TASK BRIEF – Word-for-word transcription is needed for all of the entries.

DATASET RECORDS –
[Start of section]

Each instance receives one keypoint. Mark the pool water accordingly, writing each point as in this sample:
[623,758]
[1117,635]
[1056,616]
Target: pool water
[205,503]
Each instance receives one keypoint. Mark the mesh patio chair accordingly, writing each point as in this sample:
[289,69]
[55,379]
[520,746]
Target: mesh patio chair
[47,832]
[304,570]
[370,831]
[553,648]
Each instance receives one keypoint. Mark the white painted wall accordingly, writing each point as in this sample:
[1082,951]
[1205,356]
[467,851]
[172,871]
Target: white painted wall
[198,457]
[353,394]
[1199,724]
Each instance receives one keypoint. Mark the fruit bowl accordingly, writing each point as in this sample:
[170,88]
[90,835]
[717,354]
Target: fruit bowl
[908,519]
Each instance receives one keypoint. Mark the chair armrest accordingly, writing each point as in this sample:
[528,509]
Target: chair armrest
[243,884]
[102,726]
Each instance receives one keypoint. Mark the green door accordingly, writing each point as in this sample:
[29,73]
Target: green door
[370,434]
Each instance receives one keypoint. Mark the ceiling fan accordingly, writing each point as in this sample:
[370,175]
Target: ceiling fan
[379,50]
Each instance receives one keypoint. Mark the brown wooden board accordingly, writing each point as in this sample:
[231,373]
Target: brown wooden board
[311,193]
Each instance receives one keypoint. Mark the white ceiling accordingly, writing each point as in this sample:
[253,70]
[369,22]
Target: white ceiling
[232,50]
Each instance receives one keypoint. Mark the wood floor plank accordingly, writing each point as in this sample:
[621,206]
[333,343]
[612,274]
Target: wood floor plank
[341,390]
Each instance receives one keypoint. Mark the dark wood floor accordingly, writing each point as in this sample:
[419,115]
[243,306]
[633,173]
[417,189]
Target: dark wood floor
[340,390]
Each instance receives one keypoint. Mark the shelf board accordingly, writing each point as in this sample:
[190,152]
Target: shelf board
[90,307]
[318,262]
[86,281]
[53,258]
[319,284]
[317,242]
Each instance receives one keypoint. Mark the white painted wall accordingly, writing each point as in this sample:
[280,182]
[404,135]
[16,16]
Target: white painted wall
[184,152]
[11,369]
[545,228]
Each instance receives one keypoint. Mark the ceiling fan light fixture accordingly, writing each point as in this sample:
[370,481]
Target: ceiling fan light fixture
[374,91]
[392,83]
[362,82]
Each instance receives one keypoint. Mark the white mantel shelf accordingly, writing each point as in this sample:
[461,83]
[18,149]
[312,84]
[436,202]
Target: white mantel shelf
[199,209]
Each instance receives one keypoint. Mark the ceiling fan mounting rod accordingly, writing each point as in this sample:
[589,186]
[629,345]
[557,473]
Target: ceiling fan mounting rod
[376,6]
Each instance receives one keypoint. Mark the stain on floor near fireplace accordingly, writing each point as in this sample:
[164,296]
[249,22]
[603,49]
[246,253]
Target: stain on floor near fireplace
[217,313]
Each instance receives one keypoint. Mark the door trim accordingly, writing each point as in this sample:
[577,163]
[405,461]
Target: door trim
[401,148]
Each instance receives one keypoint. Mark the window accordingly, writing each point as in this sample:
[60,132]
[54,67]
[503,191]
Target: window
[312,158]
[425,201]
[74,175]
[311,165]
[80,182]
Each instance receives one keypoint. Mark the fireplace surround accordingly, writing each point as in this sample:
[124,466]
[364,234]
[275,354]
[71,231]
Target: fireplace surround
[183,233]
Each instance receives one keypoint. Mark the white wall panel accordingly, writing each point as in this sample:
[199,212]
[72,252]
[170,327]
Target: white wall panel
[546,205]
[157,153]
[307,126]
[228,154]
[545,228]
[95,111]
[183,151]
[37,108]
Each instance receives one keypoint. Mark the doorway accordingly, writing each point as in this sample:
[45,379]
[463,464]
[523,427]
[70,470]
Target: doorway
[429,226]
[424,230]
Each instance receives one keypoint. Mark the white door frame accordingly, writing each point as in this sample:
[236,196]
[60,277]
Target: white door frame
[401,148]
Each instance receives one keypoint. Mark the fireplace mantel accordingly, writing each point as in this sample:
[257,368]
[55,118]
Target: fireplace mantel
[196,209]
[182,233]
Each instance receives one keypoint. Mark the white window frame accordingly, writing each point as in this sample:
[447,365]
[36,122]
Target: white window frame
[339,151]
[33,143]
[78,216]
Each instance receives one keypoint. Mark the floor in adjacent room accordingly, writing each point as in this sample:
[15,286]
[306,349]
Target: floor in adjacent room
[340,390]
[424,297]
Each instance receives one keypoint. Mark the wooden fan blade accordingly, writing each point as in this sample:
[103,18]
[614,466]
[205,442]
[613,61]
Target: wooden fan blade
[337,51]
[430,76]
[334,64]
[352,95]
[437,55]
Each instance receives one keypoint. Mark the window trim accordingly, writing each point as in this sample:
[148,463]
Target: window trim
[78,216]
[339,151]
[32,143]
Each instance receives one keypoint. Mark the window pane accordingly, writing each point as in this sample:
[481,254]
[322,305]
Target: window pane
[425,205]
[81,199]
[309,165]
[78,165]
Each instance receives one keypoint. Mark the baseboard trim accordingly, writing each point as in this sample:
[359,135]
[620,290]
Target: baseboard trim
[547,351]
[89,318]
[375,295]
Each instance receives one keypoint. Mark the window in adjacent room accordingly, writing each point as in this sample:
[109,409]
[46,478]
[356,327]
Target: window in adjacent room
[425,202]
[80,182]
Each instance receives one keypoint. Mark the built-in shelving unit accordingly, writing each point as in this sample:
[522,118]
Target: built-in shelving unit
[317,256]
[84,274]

[End of section]

RESPONSE BOX –
Each instance receives one keypoint. Mark the pool water accordingly, writing each point as in this sample:
[623,758]
[1117,635]
[1056,616]
Target: pool water
[205,503]
Each instance receives one keypoint. Mark the mesh patio chair accordingly, writing each point as in this sample:
[289,69]
[55,379]
[520,746]
Target: mesh patio chair
[47,832]
[304,570]
[370,831]
[553,648]
Each instance receives one keypoint. Mark the white painted wall accordingly, writing each point as in this sample:
[1082,951]
[1205,356]
[467,851]
[172,871]
Target: white painted wall
[198,457]
[353,394]
[1199,724]
Each instance receives one keypoint. Mark the fruit bowl accordingly, writing each point as in this sample:
[170,88]
[90,835]
[717,354]
Target: fruit bowl
[908,519]
Each instance receives one keypoint. Mark the chair armrest accordingly, writing each point as in this sample:
[528,509]
Target: chair armrest
[243,884]
[102,726]
Each instance receives one keypoint. Mark the green door accordingly, writing each point as in this sample:
[29,73]
Target: green door
[370,434]
Each instance receives one keypoint. Mark the ceiling fan accordingly, writing each point as in this sample:
[370,175]
Target: ceiling fan
[379,50]
Each instance receives one keypoint. Mark the brown wooden board accordingly, writing each point as in this sample:
[231,373]
Target: brown wooden board
[311,193]
Each instance receives one keypoint. Mark the white ceiling accordingly, writing each point as in this sample:
[253,70]
[369,22]
Target: white ceiling
[232,50]
Each instance receives one keypoint. Mark the wood floor plank accordingly, writing each point as in this sample:
[621,206]
[333,343]
[612,274]
Target: wood floor plank
[341,390]
Each instance receives one keypoint. Mark the dark wood floor accordingly, writing each point as in this sample:
[419,115]
[243,306]
[633,173]
[417,189]
Target: dark wood floor
[340,390]
Each instance receives one keypoint. Mark the shelf board accordingly, writing each point as in this sample:
[190,152]
Target: shelf board
[90,307]
[318,262]
[86,281]
[53,258]
[319,284]
[317,242]
Each instance receives one keypoint. Mark the white painted wall accordingly, writing each point as in this sample:
[280,182]
[404,135]
[16,16]
Target: white painted wall
[184,152]
[11,369]
[545,228]
Each instance receives one keypoint. Mark the ceiling fan light fixture accordingly, writing each point as in this sample:
[370,481]
Target: ceiling fan light fixture
[374,91]
[392,83]
[362,82]
Each instance receives one keypoint. Mark the white mantel shelf accordingly, writing each point as in this sample:
[461,83]
[18,149]
[312,84]
[436,202]
Target: white mantel shelf
[199,209]
Each instance receives one keypoint. Mark the ceiling fan mounting rod accordingly, writing each point as in this sample:
[589,186]
[629,345]
[557,473]
Target: ceiling fan mounting rod
[376,6]
Each instance receives one keypoint. Mark the stain on floor near fireplace accordingly, writing each point as in this sample:
[164,296]
[249,22]
[603,49]
[246,253]
Target: stain on floor near fireplace
[217,313]
Each instance receives one keypoint. Mark the door trim accordingly, writing each point as in this sample:
[577,163]
[405,461]
Target: door trim
[401,148]
Each instance receives one keypoint. Mark the window accordingly, writing each point as in this sample:
[60,132]
[54,67]
[503,191]
Target: window
[312,158]
[425,201]
[74,175]
[311,165]
[80,182]
Each instance receives one keypoint. Mark the fireplace surround accordingly, writing each point as in this sample:
[124,466]
[364,234]
[275,354]
[71,231]
Target: fireplace surround
[183,233]
Each instance receives one keypoint. Mark the white wall panel accordingly, writing each point as in this sample:
[199,212]
[72,252]
[170,327]
Target: white wall panel
[546,205]
[157,153]
[307,126]
[228,154]
[545,228]
[95,111]
[183,151]
[37,108]
Each instance receives one keypoint. Mark the doorway accordingly, writing each point as in this sample:
[45,379]
[463,464]
[523,427]
[70,470]
Target: doorway
[429,226]
[424,230]
Each instance receives one keypoint. Mark the white door frame accordingly, writing each point as in this sample:
[236,196]
[60,277]
Target: white door frame
[401,148]
Each instance receives one keypoint. Mark the fireplace mantel accordingly, writing each point as in this sample:
[257,368]
[55,118]
Target: fireplace mantel
[196,209]
[182,233]
Each instance receives one keypoint. Mark the white window frame accordingly, writing each point as in this sample:
[447,365]
[36,122]
Target: white window frame
[339,151]
[33,143]
[78,216]
Each instance receives one keypoint. Mark the floor in adjacent room accordingly, writing each point as in this sample:
[15,286]
[306,349]
Target: floor in adjacent room
[340,390]
[424,297]
Each instance receives one keypoint. Mark the wooden fan blade accordingly, writing each point as in this sample:
[103,18]
[614,466]
[205,442]
[613,61]
Target: wooden fan blade
[337,51]
[430,76]
[334,64]
[352,95]
[437,55]
Each instance receives one keypoint. Mark the window trim accordingly, writing each point as in this sample:
[148,463]
Target: window trim
[78,216]
[339,151]
[32,143]
Each instance receives one keypoint. Mark the window pane accordingly, writing each point as in this sample:
[481,254]
[322,305]
Target: window pane
[425,205]
[81,199]
[309,165]
[78,165]
Each instance receives one keypoint. Mark the baseboard trim accordingly, writing each point as in this sample:
[359,135]
[620,290]
Target: baseboard trim
[547,351]
[89,318]
[375,295]
Each instance receives one keypoint. Mark the window in adjacent room accordingly, writing each point as in this sample:
[109,409]
[46,478]
[356,327]
Target: window in adjacent room
[425,202]
[80,182]
Each instance receives one keypoint. Mark the built-in shelving unit accordingly, writing each point as in this sample:
[522,118]
Target: built-in shelving unit
[317,256]
[84,274]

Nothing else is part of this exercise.